▶ The exercise
Give the lines from the one containing "Return the polygon of every instance of the red" through the end of the records as a numbered list, leaving out blank lines.

Segmentation labeling entries:
===

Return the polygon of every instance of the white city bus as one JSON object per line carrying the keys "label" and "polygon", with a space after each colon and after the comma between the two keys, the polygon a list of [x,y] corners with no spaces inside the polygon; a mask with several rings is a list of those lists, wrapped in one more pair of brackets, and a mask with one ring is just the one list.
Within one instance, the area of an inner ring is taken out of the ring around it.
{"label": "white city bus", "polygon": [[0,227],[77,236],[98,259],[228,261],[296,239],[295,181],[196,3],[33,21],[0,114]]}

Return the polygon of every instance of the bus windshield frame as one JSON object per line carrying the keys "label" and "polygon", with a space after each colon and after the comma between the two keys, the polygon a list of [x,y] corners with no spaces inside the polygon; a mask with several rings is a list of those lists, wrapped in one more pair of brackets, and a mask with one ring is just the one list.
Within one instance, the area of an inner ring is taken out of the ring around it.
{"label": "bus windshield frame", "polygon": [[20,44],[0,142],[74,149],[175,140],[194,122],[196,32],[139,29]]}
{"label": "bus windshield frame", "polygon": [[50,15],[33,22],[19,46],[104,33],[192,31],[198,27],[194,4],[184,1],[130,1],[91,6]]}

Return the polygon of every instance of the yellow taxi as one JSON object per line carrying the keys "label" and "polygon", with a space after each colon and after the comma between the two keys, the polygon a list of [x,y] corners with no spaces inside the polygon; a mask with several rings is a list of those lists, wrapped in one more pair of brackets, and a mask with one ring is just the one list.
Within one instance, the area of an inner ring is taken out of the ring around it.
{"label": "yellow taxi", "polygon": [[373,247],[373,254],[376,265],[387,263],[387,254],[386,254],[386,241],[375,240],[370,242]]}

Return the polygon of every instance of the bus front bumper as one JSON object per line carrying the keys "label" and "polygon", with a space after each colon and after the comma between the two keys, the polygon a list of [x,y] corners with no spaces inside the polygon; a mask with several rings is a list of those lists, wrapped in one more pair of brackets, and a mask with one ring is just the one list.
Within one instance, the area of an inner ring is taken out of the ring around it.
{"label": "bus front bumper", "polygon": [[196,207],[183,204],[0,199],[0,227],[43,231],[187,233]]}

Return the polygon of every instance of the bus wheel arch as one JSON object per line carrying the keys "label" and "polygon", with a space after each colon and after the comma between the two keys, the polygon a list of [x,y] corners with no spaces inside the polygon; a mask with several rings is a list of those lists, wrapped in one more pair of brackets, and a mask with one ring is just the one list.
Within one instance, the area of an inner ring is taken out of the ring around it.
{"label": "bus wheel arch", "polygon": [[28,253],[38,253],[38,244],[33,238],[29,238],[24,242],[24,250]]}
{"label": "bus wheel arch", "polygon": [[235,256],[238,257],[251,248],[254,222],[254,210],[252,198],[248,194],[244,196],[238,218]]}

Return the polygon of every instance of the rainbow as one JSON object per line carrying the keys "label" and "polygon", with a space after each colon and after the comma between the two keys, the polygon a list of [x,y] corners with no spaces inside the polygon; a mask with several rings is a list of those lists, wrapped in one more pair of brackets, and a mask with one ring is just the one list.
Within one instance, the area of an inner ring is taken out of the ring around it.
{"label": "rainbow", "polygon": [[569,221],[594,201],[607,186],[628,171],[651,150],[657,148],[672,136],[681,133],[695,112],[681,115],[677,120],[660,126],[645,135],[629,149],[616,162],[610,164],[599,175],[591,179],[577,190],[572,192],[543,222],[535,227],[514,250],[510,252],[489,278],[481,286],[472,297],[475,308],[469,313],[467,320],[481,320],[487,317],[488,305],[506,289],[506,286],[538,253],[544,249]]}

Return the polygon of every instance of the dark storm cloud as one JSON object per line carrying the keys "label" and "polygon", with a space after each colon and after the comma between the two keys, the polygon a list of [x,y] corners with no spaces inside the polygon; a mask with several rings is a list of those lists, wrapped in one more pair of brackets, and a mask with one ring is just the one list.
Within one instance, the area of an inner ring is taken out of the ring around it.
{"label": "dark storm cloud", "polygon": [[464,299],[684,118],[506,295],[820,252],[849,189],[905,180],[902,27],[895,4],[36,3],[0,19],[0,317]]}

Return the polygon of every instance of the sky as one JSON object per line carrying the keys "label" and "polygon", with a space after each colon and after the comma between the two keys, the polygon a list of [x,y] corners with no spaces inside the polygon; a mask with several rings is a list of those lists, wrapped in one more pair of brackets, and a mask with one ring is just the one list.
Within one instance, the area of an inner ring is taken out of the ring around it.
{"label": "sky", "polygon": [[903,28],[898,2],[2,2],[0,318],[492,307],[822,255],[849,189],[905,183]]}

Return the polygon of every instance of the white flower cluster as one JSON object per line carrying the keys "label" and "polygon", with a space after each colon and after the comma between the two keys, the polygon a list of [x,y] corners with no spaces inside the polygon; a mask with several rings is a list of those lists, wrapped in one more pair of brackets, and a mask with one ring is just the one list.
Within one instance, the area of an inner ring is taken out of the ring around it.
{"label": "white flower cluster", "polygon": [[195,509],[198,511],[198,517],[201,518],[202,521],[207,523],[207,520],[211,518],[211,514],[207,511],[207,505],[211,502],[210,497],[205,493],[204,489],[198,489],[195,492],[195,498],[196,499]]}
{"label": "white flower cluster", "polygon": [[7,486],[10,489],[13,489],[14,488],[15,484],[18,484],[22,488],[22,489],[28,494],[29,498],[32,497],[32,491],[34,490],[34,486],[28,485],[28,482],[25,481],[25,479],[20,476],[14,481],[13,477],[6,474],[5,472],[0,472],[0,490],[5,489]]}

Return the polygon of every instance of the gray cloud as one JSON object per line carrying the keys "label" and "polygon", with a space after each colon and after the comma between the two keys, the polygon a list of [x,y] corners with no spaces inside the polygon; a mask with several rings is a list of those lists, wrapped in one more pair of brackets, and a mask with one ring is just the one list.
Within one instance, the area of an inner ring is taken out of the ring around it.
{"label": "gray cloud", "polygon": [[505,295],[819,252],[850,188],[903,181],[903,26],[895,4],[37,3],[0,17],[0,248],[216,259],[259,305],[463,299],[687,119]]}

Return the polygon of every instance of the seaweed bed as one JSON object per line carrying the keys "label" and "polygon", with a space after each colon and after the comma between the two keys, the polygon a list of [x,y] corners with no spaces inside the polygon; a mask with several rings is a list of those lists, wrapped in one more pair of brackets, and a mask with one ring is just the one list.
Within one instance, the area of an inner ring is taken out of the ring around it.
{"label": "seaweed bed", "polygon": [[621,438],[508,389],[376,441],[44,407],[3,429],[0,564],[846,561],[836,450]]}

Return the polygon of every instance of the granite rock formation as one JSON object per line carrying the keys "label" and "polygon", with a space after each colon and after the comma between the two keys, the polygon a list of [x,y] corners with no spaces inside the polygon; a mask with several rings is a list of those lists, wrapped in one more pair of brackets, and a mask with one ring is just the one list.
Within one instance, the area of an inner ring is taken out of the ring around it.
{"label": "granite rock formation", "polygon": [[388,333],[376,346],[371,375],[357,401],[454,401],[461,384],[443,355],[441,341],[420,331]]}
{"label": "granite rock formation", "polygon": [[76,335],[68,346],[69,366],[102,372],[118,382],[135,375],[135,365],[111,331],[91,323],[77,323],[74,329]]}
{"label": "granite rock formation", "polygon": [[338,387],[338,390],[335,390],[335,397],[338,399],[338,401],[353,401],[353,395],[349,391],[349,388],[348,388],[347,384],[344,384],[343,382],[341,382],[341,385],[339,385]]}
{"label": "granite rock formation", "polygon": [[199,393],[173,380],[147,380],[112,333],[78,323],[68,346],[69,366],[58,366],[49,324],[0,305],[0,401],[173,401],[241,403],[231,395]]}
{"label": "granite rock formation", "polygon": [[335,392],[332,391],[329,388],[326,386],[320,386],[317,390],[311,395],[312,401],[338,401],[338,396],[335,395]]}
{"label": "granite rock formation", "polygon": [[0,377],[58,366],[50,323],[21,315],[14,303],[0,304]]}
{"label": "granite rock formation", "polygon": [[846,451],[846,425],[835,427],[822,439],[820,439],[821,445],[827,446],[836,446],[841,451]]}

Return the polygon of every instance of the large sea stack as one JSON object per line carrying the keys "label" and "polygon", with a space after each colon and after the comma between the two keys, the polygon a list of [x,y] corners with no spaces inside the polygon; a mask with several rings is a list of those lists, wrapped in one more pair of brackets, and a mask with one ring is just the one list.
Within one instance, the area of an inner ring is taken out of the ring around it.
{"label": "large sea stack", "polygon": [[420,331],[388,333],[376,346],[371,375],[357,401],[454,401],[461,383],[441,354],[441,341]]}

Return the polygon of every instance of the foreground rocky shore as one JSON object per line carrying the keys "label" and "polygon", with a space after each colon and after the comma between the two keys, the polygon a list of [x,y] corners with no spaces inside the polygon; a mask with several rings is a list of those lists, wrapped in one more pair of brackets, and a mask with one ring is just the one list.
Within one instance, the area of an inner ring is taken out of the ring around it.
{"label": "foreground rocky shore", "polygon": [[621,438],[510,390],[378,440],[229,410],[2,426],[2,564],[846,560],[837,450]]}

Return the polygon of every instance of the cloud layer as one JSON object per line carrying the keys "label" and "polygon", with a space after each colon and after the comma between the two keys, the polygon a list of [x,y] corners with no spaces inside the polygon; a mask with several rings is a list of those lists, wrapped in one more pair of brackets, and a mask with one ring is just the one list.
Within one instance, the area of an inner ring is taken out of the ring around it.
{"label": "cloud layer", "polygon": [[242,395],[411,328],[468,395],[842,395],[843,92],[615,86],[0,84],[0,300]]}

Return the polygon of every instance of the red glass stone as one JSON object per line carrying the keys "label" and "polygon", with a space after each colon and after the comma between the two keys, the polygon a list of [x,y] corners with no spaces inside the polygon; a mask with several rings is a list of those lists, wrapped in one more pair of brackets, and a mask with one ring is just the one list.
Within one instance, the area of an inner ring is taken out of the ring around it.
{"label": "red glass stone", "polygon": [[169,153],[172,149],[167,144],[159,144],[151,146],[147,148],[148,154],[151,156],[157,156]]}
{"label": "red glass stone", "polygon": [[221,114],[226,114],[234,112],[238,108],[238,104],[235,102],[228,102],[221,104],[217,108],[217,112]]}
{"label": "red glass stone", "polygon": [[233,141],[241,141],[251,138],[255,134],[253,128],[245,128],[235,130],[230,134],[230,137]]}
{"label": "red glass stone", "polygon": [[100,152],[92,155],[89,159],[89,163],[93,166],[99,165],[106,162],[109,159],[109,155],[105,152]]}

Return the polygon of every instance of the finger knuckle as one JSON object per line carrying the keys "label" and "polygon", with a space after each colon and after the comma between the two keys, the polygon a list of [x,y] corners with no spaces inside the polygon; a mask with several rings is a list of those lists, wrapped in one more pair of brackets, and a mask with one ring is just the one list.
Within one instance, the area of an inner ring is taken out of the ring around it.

===

▶ Complete response
1. Return the polygon of every instance of the red glass stone as one JSON object per line carrying the keys "label" and "polygon", with a space after each colon and after the comma between the two keys, the polygon a list of [x,y] corners with no spaces inside the polygon; a mask with several rings is a list of those lists, wrapped in one more pair of brackets, and a mask with one ring is just the one list.
2. Within one instance, the area of an inner ring is taken out of the ring around it.
3. {"label": "red glass stone", "polygon": [[169,153],[172,149],[167,144],[159,144],[151,146],[147,148],[148,154],[151,156],[157,156]]}
4. {"label": "red glass stone", "polygon": [[221,114],[226,114],[234,112],[238,108],[238,104],[235,102],[228,102],[221,104],[217,108],[217,112]]}
5. {"label": "red glass stone", "polygon": [[233,141],[241,141],[251,138],[255,134],[253,128],[245,128],[235,130],[230,134],[230,137]]}
6. {"label": "red glass stone", "polygon": [[100,152],[92,155],[89,159],[89,163],[93,166],[99,165],[106,162],[109,159],[109,155],[105,152]]}
7. Return the polygon of every instance of the finger knuckle as one JSON object per line carrying the keys "label" and "polygon", with a space after each colon and after the comma between the two keys, the polygon a list of [x,y] corners with no spaces inside the polygon; a mask with several rings is a list of those lists, wrapped in one more pair of brackets, and a mask with one ring is just the one list.
8. Within one instance, the area of an inner ring is taken out of the ring around it.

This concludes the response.